======== Data shown

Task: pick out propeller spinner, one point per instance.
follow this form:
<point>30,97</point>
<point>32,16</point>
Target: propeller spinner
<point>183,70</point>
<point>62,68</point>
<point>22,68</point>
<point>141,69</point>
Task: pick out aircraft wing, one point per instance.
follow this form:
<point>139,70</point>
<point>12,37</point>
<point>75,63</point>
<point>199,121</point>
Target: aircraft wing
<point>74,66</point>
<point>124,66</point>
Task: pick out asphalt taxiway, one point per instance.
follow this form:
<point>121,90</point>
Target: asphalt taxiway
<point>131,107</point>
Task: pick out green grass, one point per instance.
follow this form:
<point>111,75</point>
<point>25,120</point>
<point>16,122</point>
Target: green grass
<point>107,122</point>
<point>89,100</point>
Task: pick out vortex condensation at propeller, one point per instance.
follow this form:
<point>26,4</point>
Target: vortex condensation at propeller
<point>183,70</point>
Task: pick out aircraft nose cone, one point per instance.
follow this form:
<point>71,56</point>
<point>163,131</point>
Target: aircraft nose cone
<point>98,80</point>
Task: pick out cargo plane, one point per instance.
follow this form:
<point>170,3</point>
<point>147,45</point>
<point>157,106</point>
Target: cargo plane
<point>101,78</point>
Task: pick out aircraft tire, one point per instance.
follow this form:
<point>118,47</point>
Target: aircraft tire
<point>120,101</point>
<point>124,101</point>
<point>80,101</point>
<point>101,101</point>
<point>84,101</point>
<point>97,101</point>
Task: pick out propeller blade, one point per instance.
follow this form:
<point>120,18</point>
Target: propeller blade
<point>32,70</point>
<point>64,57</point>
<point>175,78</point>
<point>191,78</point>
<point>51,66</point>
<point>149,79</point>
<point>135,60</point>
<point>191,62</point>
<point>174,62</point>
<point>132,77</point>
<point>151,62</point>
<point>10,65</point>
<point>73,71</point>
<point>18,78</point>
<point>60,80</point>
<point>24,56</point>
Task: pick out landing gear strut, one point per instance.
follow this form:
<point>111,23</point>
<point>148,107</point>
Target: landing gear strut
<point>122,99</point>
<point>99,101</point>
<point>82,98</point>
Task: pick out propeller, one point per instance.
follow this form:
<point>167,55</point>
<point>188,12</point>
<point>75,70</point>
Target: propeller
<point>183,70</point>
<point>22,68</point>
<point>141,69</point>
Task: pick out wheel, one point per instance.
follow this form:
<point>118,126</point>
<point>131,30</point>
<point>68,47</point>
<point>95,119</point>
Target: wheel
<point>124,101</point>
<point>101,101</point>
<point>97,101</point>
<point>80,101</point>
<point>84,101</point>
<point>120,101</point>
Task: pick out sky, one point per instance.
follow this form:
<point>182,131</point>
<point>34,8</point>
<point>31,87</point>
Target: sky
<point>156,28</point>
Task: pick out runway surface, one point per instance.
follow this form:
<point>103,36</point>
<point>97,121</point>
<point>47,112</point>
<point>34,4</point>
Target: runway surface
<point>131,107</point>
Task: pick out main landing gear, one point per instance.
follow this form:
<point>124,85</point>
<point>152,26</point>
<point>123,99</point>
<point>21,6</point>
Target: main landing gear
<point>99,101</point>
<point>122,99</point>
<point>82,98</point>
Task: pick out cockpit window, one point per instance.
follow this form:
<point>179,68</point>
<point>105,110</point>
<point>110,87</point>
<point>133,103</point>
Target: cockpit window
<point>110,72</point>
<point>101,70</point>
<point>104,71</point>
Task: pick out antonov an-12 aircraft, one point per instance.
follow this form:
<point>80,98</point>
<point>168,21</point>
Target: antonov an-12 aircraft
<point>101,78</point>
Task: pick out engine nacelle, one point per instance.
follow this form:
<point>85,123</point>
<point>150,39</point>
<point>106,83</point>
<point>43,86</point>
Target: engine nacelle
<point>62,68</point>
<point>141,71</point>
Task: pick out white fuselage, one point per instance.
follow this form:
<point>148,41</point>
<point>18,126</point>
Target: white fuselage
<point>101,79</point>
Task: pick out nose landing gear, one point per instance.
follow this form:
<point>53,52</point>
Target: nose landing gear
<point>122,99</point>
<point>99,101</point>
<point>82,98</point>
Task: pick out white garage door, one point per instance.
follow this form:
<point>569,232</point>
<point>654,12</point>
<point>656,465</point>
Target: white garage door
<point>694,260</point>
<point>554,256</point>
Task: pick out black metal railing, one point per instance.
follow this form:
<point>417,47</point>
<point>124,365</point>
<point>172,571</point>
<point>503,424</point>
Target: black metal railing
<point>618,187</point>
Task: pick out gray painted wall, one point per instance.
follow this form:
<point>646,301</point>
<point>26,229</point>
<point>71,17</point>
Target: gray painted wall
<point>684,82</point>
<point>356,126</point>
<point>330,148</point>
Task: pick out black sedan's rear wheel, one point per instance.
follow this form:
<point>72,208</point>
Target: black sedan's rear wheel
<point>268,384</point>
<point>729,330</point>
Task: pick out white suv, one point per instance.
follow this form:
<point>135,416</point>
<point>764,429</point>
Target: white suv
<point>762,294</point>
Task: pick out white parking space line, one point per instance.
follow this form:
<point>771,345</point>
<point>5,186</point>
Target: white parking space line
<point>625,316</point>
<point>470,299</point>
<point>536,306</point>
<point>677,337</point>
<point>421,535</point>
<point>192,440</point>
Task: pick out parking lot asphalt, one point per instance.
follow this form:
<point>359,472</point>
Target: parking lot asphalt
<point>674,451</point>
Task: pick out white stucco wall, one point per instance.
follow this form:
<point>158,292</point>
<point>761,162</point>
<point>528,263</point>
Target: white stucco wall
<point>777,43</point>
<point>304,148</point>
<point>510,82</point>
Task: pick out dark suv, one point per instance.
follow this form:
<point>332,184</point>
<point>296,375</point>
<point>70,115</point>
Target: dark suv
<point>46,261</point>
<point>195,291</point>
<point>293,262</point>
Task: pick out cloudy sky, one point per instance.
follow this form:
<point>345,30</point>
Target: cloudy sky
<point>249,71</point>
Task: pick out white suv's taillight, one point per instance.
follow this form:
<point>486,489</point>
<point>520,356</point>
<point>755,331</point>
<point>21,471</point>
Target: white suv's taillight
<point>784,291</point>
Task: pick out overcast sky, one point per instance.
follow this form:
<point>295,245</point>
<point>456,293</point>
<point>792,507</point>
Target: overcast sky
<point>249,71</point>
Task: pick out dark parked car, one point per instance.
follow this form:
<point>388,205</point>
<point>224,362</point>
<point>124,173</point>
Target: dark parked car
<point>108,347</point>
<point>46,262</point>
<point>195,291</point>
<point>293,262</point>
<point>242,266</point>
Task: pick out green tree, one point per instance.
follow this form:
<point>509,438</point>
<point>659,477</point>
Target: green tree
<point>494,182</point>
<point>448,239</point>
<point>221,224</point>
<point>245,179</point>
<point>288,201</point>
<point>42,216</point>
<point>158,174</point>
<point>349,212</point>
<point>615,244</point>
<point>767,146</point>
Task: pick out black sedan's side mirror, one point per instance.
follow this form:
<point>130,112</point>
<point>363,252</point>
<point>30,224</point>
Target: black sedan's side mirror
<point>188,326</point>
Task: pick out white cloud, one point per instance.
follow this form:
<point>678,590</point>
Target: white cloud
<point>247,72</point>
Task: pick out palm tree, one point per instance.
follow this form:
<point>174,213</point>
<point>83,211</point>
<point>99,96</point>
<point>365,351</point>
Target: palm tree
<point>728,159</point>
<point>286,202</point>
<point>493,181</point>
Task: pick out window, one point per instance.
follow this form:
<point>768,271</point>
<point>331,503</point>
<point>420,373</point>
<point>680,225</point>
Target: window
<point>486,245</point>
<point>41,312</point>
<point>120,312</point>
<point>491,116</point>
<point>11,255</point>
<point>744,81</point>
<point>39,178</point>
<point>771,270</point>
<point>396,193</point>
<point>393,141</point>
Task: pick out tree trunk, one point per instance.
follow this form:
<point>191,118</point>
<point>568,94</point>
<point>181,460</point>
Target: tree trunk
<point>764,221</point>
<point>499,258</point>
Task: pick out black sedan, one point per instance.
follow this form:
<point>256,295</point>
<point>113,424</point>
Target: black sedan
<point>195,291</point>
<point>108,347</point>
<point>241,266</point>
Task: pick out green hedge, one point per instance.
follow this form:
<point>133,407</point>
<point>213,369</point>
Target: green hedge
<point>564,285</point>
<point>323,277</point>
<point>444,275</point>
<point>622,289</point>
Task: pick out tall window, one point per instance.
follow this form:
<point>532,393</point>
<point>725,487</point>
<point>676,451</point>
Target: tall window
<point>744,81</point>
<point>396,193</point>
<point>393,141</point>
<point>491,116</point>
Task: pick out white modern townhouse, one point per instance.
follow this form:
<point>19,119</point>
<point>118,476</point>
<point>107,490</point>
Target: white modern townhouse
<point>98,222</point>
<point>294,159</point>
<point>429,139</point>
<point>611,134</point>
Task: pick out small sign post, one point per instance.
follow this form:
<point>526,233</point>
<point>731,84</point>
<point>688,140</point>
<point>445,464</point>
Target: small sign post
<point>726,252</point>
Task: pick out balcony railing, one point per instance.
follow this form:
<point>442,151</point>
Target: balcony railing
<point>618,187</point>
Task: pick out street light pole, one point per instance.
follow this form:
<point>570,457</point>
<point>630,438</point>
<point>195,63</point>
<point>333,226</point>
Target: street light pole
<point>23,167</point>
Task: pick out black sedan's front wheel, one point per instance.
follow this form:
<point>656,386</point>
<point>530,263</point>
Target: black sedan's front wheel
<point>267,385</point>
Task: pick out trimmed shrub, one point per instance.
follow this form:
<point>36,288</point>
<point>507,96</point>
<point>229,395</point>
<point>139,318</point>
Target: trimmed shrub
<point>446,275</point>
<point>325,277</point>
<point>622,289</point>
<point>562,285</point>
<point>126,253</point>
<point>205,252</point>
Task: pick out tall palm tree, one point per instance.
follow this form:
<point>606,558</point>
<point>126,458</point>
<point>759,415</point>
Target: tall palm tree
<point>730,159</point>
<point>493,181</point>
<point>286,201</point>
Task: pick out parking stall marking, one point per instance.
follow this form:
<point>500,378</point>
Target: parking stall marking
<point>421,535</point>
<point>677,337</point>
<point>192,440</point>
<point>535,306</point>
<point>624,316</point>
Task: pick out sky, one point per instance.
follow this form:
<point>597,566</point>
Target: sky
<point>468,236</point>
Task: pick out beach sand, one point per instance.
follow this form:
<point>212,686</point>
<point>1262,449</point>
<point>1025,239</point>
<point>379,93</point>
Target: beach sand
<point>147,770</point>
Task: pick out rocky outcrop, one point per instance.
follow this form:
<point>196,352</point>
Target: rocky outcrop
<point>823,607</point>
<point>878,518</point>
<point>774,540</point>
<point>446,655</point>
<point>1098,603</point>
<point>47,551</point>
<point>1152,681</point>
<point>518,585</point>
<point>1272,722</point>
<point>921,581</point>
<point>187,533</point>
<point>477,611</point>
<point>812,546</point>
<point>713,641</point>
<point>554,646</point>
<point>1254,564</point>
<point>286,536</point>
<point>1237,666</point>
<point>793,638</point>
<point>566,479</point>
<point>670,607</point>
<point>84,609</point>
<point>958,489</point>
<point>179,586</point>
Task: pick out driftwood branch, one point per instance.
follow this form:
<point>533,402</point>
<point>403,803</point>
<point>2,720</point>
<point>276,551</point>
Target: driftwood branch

================

**Problem statement:**
Word for word, restate the lines above from the line containing "Task: pick out balcony" through the line containing "<point>139,318</point>", with both included and nothing else.

**Task output:**
Task: pick out balcony railing, one point per instance.
follow this form:
<point>442,151</point>
Target: balcony railing
<point>618,187</point>
Task: pick out street light pole, one point per instance.
follow this form:
<point>570,457</point>
<point>630,438</point>
<point>195,63</point>
<point>333,226</point>
Target: street light pole
<point>23,167</point>
Task: pick out black sedan's front wheel, one point per instance.
follow this form:
<point>656,386</point>
<point>530,263</point>
Target: black sedan's front wheel
<point>267,385</point>
Task: pick out trimmed shrub, one point per instance.
follow this form:
<point>36,288</point>
<point>507,96</point>
<point>229,395</point>
<point>139,318</point>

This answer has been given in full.